==== SUPPLIED INFORMATION
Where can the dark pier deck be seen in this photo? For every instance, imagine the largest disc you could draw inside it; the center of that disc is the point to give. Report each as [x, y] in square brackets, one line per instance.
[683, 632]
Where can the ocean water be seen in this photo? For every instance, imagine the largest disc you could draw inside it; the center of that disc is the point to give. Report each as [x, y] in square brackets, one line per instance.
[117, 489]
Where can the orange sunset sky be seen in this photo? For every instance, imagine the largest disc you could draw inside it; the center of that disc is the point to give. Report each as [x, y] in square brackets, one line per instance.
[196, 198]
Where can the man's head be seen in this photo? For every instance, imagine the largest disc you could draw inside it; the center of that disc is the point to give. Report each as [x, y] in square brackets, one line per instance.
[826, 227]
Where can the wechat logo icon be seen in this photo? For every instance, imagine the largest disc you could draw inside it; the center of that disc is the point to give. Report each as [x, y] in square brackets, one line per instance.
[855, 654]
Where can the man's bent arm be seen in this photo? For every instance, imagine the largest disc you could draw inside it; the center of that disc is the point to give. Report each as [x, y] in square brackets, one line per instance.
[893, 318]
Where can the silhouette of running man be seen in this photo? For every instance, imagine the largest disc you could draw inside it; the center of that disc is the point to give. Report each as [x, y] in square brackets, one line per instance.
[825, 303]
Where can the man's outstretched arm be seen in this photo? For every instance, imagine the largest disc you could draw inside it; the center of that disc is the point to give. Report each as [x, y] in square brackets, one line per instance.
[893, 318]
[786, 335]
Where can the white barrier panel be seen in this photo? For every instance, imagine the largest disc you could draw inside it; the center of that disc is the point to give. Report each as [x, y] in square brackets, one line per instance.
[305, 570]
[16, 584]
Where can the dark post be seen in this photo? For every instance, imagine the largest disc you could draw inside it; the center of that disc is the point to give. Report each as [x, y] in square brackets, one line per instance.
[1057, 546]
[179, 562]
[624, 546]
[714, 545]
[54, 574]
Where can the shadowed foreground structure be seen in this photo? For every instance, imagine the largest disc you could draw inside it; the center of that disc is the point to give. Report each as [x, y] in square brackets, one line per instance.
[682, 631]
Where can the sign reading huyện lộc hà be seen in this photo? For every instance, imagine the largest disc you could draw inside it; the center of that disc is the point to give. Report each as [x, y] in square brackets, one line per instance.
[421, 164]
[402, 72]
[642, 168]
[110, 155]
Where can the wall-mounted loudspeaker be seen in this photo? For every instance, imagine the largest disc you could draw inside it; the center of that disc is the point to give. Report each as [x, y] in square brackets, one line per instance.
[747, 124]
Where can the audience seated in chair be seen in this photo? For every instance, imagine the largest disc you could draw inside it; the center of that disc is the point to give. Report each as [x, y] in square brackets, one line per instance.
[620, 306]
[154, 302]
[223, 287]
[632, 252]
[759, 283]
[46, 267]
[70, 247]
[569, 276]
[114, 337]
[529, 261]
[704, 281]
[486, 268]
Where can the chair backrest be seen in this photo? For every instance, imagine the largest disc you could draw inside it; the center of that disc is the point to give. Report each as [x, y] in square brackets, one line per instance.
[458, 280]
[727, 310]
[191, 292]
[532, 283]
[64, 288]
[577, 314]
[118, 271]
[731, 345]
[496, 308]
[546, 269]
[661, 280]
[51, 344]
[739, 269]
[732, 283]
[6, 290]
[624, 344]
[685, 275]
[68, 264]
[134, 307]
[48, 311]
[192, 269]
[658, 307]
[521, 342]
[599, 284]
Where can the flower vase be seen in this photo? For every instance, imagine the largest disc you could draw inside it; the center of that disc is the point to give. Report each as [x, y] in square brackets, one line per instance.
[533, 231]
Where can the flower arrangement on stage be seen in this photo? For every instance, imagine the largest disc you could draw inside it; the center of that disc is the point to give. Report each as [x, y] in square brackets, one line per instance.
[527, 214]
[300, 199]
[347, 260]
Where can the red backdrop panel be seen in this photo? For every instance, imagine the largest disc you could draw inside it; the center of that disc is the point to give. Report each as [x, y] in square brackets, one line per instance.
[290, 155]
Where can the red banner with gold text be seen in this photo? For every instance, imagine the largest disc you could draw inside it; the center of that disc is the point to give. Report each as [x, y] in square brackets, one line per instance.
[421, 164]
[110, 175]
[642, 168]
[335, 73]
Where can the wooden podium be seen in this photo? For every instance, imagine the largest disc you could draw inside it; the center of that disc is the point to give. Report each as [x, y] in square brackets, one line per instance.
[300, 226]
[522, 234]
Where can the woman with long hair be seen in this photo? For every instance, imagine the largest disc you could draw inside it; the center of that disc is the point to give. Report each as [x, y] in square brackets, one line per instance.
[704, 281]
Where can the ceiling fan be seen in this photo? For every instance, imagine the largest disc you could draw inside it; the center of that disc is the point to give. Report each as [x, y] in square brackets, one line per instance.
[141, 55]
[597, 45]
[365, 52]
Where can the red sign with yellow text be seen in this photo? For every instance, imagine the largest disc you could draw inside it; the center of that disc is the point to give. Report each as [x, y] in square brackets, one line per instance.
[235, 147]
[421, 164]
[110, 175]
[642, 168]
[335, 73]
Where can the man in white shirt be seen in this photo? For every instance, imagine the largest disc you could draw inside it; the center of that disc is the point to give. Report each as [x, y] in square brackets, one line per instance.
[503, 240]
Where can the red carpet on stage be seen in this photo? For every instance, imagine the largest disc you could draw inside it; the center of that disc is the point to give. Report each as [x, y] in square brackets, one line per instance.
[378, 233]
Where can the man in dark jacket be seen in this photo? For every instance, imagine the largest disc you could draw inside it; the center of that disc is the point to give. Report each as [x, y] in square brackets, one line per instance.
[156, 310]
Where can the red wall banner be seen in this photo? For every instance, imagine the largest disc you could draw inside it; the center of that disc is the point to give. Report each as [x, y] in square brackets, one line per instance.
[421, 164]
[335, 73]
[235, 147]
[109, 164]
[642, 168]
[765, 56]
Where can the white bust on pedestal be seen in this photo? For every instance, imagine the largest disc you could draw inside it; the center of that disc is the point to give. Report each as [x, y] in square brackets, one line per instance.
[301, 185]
========
- TASK ITEM
Write out each entry again, character for character.

- PROBLEM SOLUTION
Where can the dark pier deck be seen in this photo? For every instance, imagine the largest disc you could draw inside it; the center of that disc is the point to give. Report each as [x, y] in square brackets, one line per instance.
[683, 632]
Where can the ocean water be seen in this photo? For every instance, imagine the largest disc you could draw inside it; the center of that disc is the point to give. Report each as [x, y] in square brackets, one line per instance.
[117, 489]
Where can the orange sunset sky be seen in this photo? For every instance, imagine the largest disc you could draw inside it; the center of that disc is the point to give. Report each as [x, y] in square brackets, one line per instance.
[196, 198]
Where can the man's head be seen in this photo? For every instance, imagine the largest disc you could draw inside it; the center of that disc is the point to give. Report each as [x, y] in square brackets, one line per instance.
[826, 227]
Where can the wechat logo icon be seen in this photo? For every instance, imagine the largest disc you could draw inside it; the center of that disc is the point to give. Report each as [x, y] in square brackets, one line per instance.
[855, 654]
Where can the man's bent arm be seen in this photo? For every instance, imagine the largest disc you could draw inside it; the center of that disc is the point to give. Report each as [x, y] in square brackets, one line per instance.
[893, 318]
Where can the silhouette of running man be seen in this photo? For every instance, imagine the largest disc you could draw inside it; the center of that disc is the point to give. Report each as [x, y] in square brackets, one line per instance.
[825, 303]
Where can the man's outstretched arm be seen in this photo? For every instance, imagine the largest disc you could draw inside it; the center of that disc is the point to give. Report each as [x, y] in square brackets, one line per instance.
[893, 318]
[786, 335]
Where can the white barrier panel be seen in this photo? For every instance, imagine the largest disc you could draw inside it; the center of that disc is the point to give. Report each as [x, y] in square brackets, one line per instance.
[305, 570]
[16, 584]
Where can the dark post be seen in this photo? For every instance, imagine the largest disc you could draw inside it; the center of that disc is the point to give. Report each as [x, y] in square brackets, one line per instance.
[1057, 546]
[179, 562]
[624, 546]
[714, 545]
[54, 574]
Where can the shadowed foreground structure be seen in this photo? For every instance, imagine the largest disc you could draw inside it; the center of that disc is the point to give. Report each as [x, y] in square brackets, one line per instance.
[682, 631]
Where can the sign reading huyện lộc hà be seen in this photo? For every instance, imagine the largest disc you could draw inside it; the center of that disc is the point to give. Report each as [x, y] in square brackets, one line per instance.
[421, 164]
[402, 72]
[642, 168]
[110, 155]
Where can the wall-mounted loudspeaker be seen in this photo? For every instance, imagine the largest disc you could draw inside it; the center of that disc is the point to give. Report each as [x, y] in square brackets, one line per instance.
[747, 124]
Where can the audience seated in chair be seen in this photo? For every instance, imagine the largest disc you could draw inside it; the center of that disc is the point to give. Report each as [x, y] in square brackets, one line per instance.
[620, 306]
[154, 302]
[223, 287]
[632, 252]
[759, 283]
[46, 267]
[70, 247]
[569, 276]
[114, 337]
[529, 261]
[704, 281]
[486, 268]
Where can the chair backrest be seen in this photo? For every instance, imagine the largest disc you could draw inside it; the center of that disc is the point to give. Report each as [x, y] in square brackets, one line per instance.
[458, 280]
[727, 310]
[191, 292]
[532, 283]
[64, 288]
[577, 314]
[118, 271]
[731, 345]
[496, 308]
[546, 269]
[661, 280]
[51, 344]
[739, 269]
[732, 283]
[6, 290]
[624, 344]
[685, 275]
[68, 264]
[134, 307]
[48, 311]
[192, 269]
[658, 307]
[521, 342]
[599, 284]
Where can the flower vase be seen in this photo? For every instance, imagine the largest disc you could draw inside it; the center of that disc is the point to give. Report each as [x, y] in square brackets, one line per instance.
[533, 231]
Where can the flower arrangement on stage be seen in this photo? For every instance, imagine the largest disc you could draw inside it; the center of that disc is the point to give. Report each as [x, y] in square brackets, one line per instance.
[527, 214]
[300, 199]
[347, 260]
Where can the red backdrop panel be seen in this photo? For every instance, imagine the largest disc you could draw inside it; the center of that disc is the point to give. Report each as [x, y] in square brackets, one line per instance.
[290, 155]
Where can the red banner with gold text be seen in this photo? For every instance, imagine the largest disc you could draw inside it; the center of that disc is the point to give. Report each as [x, y] in square brackets, one line per instance.
[421, 164]
[110, 175]
[642, 168]
[335, 73]
Where can the wooden podium be seen in this photo? For every instance, imagine the largest disc you could draw inside it; the center of that disc is the point to give. Report each as [x, y] in square brackets, one line per instance.
[300, 226]
[522, 234]
Where can the woman with long hair be seen in this photo? For every instance, imagine the largest disc you could draw inside it; the center of that disc is the point to give. Report each as [x, y] in square brackets, one line per instance.
[704, 281]
Where can the ceiling fan be seen in this photo? For every instance, imagine the largest disc you could draw inside it; the center of that disc is the point to give. Report each as [x, y] in square brackets, one line per instance.
[141, 55]
[597, 45]
[365, 52]
Where can the red sign with yellow text be seen in this photo? For every instance, imagine the largest disc you could draw inside it; the center of that disc is the point to give. Report each as [x, y] in square brackets, one line per instance.
[235, 147]
[421, 164]
[110, 175]
[642, 168]
[335, 73]
Where can the man in white shirt be seen in this photo? For every instance, imagine the largest disc you could draw inside it; the center of that disc is the point to give. Report each as [x, y] in square brackets, one line per instance.
[503, 240]
Where can the red carpet on stage be seen in this photo? For every instance, imagine the largest disc you could draw inside it; the center of that disc is the point to give. Report each as [x, y] in square brackets, one line per instance.
[378, 233]
Where can the man in dark jacket be seen in this photo? For every instance, imagine the largest disc you could draw inside it; the center of that disc is the point to give. Report each as [x, y] in square brackets, one line per instance.
[156, 310]
Where can the red wall banner be seen in this photo? For every instance, imagine the largest disc you could draw inside it; the center of that disc is the point to give. Report each as [x, y] in square brackets, one line per instance.
[421, 164]
[335, 73]
[235, 147]
[109, 164]
[642, 168]
[765, 56]
Where can the white bust on pedestal be seen in this photo? For every instance, imagine the largest disc you could draw inside it; the center of that disc is the point to give. Report each as [x, y] in square brackets, one line per instance.
[301, 185]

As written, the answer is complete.